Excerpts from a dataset
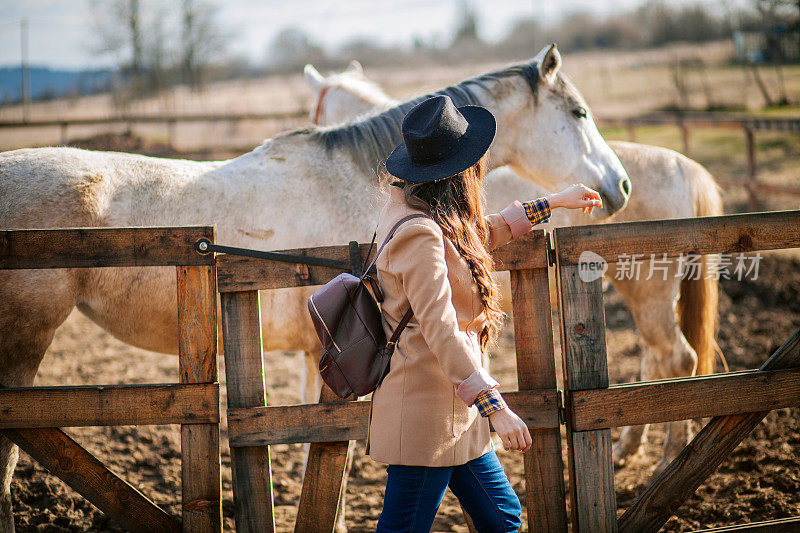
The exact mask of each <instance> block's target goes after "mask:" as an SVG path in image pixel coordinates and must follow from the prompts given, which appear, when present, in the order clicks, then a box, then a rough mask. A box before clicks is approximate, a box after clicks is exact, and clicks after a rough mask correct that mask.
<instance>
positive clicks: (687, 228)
mask: <svg viewBox="0 0 800 533" xmlns="http://www.w3.org/2000/svg"><path fill="white" fill-rule="evenodd" d="M554 242H555V244H554V247H553V248H550V247H549V246H548V244H547V240H546V238H545V235H544V234H543V233H541V232H535V233H533V234H532V235H530V236H528V237H526V238H522V239H520V240H518V241H515V242H514V243H512V244H510V245H508V246H506V247H503V248H501V249H499V250H496V251H495V252H494V257H495V260H496V264H497V269H498V270H510V271H511V283H512V298H513V309H514V326H515V328H514V330H515V345H516V360H517V374H518V382H519V389H520V390H519V391H517V392H509V393H505V394H504V396H505V397H506V398H507V400H508V403H509V405H510V406H511V407H512V409H514V410H515V411H517V412H518V414H519V415H520V416H521V417H522V418H523V419H524V420H525V421H526V423H527V424H528V426H529V428H530V429H531V434H532V436H533V441H534V444H533V447H532V448H531V450H529V451H528V452H527V453H526V454H525V458H524V466H525V491H526V494H527V512H528V525H529V528H530V529H539V528H541V529H542V530H544V531H567V527H568V526H567V524H568V519H567V506H566V496H565V485H564V474H563V464H562V459H561V436H560V430H559V421H564V422H566V426H567V450H568V453H567V457H568V474H569V481H570V483H569V488H570V495H571V497H570V500H571V502H572V503H571V518H570V520H569V521H571V523H572V528H573V531H616V530H618V529H619V530H620V531H657V530H658V529H660V528H661V526H663V524H664V523H665V522H666V521H667V519H668V518H669V517H670V516H671V515H672V514H673V513H674V512H675V510H676V509H677V508H678V507H679V506H680V505H681V504H682V503H683V502H684V501H685V500H686V499H687V498H688V497H689V496H690V495H691V494H692V493H693V492H694V491H695V490H696V489H697V487H698V486H699V485H700V484H701V483H702V482H703V480H704V479H705V478H706V477H707V476H708V475H709V474H710V473H712V472H713V471H714V470H715V469H716V467H717V466H718V465H719V464H720V463H721V462H722V460H723V459H724V458H725V457H726V456H727V455H728V453H730V451H732V450H733V448H734V447H735V446H736V445H737V444H738V443H739V442H740V441H741V440H742V439H743V438H744V437H746V436H747V435H748V434H749V433H750V431H751V430H752V429H753V428H754V427H755V425H757V424H758V423H759V422H760V421H761V419H763V417H764V416H766V414H767V413H768V412H769V410H772V409H776V408H781V407H789V406H796V405H800V387H798V385H799V384H800V329H799V330H798V331H796V332H795V334H794V335H792V337H791V338H790V339H789V340H787V342H786V343H784V345H783V346H781V348H779V349H778V350H777V351H776V352H775V353H774V354H773V355H772V357H770V358H769V359H768V360H767V361H766V362H765V363H764V365H762V367H761V368H760V369H759V370H758V371H750V372H734V373H728V374H721V375H714V376H702V377H695V378H684V379H672V380H661V381H654V382H647V383H637V384H625V385H616V386H610V385H609V379H608V369H607V362H606V361H607V357H606V344H605V317H604V311H603V294H602V280H601V279H597V280H595V281H592V282H584V281H582V280H581V279H580V276H579V268H580V265H579V257H580V253H581V252H582V251H583V250H587V249H590V250H592V251H595V252H596V253H597V254H599V255H600V256H601V257H602V258H603V259H605V260H606V261H609V262H614V261H616V257H618V256H619V255H620V254H623V253H633V252H635V253H641V254H648V253H652V254H659V255H660V254H667V256H668V257H675V256H678V255H681V254H710V253H736V252H752V251H757V250H766V249H778V248H795V247H800V211H782V212H772V213H759V214H745V215H729V216H720V217H703V218H695V219H678V220H658V221H648V222H633V223H622V224H604V225H596V226H580V227H569V228H558V229H556V230H555V239H554ZM365 249H366V245H361V247H360V249H359V250H360V253H361V259H362V260H363V259H364V257H363V255H364V253H365ZM351 250H352V246H350V247H348V246H332V247H325V248H313V249H302V250H291V253H294V254H301V255H302V254H308V255H311V256H314V257H325V258H330V259H335V260H339V261H348V260H350V259H351V258H352V257H353V255H352V254H351ZM549 263H552V264H555V266H556V273H557V282H558V283H557V286H558V300H559V316H560V331H561V339H562V347H563V363H564V379H565V383H564V389H565V390H564V396H565V408H564V409H563V410H562V409H561V408H560V401H559V391H558V390H557V388H556V375H555V359H554V353H553V344H552V331H553V330H552V325H551V322H550V320H549V317H550V305H549V291H548V264H549ZM339 272H340V270H337V269H331V268H327V267H314V266H309V267H307V268H305V267H302V268H298V266H297V265H294V264H289V263H280V262H270V261H264V260H259V259H251V258H243V257H230V256H225V255H222V256H218V257H217V275H218V288H219V291H220V292H221V293H222V305H223V307H222V308H223V328H224V334H223V341H224V344H225V353H226V368H227V373H228V395H229V402H230V403H229V410H228V431H229V438H230V445H231V449H232V450H233V452H232V457H233V468H234V492H235V499H236V520H237V524H238V526H237V527H239V528H241V529H244V530H249V529H253V528H260V527H264V526H265V524H266V525H267V529H268V530H269V529H272V528H274V517H273V513H272V510H271V509H272V480H271V474H270V456H269V446H270V445H275V444H285V443H297V442H311V443H313V444H312V447H311V452H310V456H309V462H308V465H307V468H306V477H305V479H304V481H303V490H302V494H301V499H300V504H299V510H298V518H297V522H296V525H295V531H298V532H299V531H331V530H332V528H333V525H334V524H335V521H336V513H337V503H338V501H339V497H340V495H341V494H342V491H343V490H344V484H345V482H346V472H345V466H346V464H347V455H348V453H350V452H351V448H350V447H349V444H348V441H352V440H354V439H363V438H365V437H366V435H367V423H368V417H369V402H367V401H343V400H341V399H339V398H337V397H335V396H334V395H333V393H331V392H330V391H329V390H327V388H325V389H324V390H323V393H322V396H321V398H320V403H319V404H306V405H292V406H267V405H266V401H265V390H264V375H263V373H262V372H263V370H262V369H263V366H262V359H261V344H260V343H261V340H260V331H261V327H260V315H259V305H258V292H257V291H258V290H262V289H276V288H284V287H299V286H306V285H320V284H323V283H325V282H327V281H328V280H330V279H332V278H333V277H334V276H335V275H337V274H338V273H339ZM266 371H267V372H269V368H267V369H266ZM699 417H714V418H713V419H712V420H711V422H710V423H709V424H708V425H707V426H706V427H705V428H704V429H703V430H702V431H701V432H700V434H698V436H697V437H696V438H695V439H694V441H693V442H692V443H691V444H690V445H689V446H688V447H687V448H686V449H685V450H684V452H682V453H681V454H680V455H679V456H678V458H677V459H675V461H673V462H672V464H670V466H669V467H668V468H667V469H666V470H665V471H664V473H662V474H661V475H660V476H658V477H657V478H656V479H655V481H654V482H653V483H652V484H651V485H650V486H649V487H648V488H647V489H646V490H645V491H644V492H643V493H642V494H641V495H640V496H639V497H638V498H637V499H636V501H635V502H634V503H633V504H632V505H631V506H630V508H629V509H628V510H627V511H626V512H625V514H624V515H623V516H622V517H620V519H619V520H618V519H617V509H616V499H615V493H614V468H613V463H612V457H611V431H610V428H612V427H618V426H624V425H632V424H645V423H654V422H667V421H674V420H682V419H690V418H699ZM376 512H377V510H376ZM759 527H762V528H766V529H765V530H775V531H779V530H780V531H785V530H786V528H787V527H800V519H796V520H791V521H787V520H782V521H779V522H776V523H774V524H769V523H763V524H761V525H760V526H759Z"/></svg>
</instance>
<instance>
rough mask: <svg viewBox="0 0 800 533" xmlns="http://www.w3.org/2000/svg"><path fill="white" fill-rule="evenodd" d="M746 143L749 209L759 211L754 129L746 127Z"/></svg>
mask: <svg viewBox="0 0 800 533" xmlns="http://www.w3.org/2000/svg"><path fill="white" fill-rule="evenodd" d="M744 135H745V142H746V143H747V192H748V196H749V203H748V209H750V211H755V210H756V209H758V196H757V195H758V176H756V139H755V132H754V131H753V128H751V127H749V126H745V128H744Z"/></svg>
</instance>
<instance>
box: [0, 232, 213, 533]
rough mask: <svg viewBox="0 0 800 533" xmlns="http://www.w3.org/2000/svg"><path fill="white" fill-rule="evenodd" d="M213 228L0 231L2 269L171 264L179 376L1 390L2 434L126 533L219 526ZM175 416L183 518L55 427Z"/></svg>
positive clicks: (53, 267) (163, 422)
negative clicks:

### Task to complete
Please count the lines in the items above that contain the word "positive" with matching case, and reply with only that number.

### Written answer
2